%%
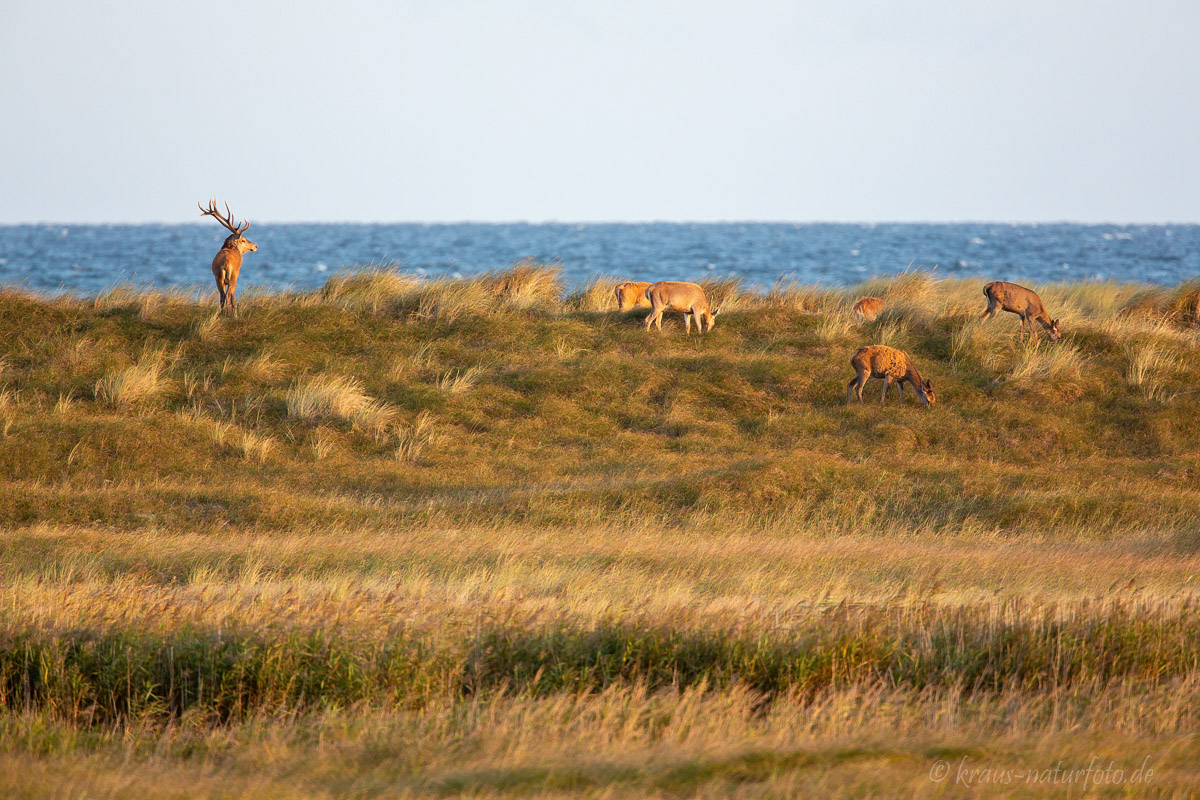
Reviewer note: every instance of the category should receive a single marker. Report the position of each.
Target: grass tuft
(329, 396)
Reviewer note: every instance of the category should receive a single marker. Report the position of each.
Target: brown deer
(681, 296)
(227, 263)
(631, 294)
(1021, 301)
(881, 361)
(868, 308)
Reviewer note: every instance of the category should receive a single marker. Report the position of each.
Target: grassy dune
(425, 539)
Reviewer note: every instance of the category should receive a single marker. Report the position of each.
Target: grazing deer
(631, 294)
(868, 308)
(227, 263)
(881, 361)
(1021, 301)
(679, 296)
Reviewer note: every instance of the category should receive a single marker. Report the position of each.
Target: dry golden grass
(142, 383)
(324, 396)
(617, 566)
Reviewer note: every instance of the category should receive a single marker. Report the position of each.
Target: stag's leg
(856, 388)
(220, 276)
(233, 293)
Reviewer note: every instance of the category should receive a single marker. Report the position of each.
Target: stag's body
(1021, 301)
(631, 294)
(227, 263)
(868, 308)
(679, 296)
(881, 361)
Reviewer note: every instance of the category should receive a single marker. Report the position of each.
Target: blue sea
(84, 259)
%%
WHAT TO PRODUCE:
Up to the line containing "Target: stag's leg", skip everything; from that line through the last line above, return each line exactly.

FINAL ANSWER:
Target: stag's leg
(856, 388)
(220, 276)
(233, 293)
Reviewer note: every instance of the category should receive a single marker. Report the position of each.
Target: stag's body
(1021, 301)
(631, 294)
(227, 263)
(868, 308)
(679, 296)
(881, 361)
Reviewer note: every instance of the category should receive a single marker. Report the position of each.
Target: blue sea
(84, 259)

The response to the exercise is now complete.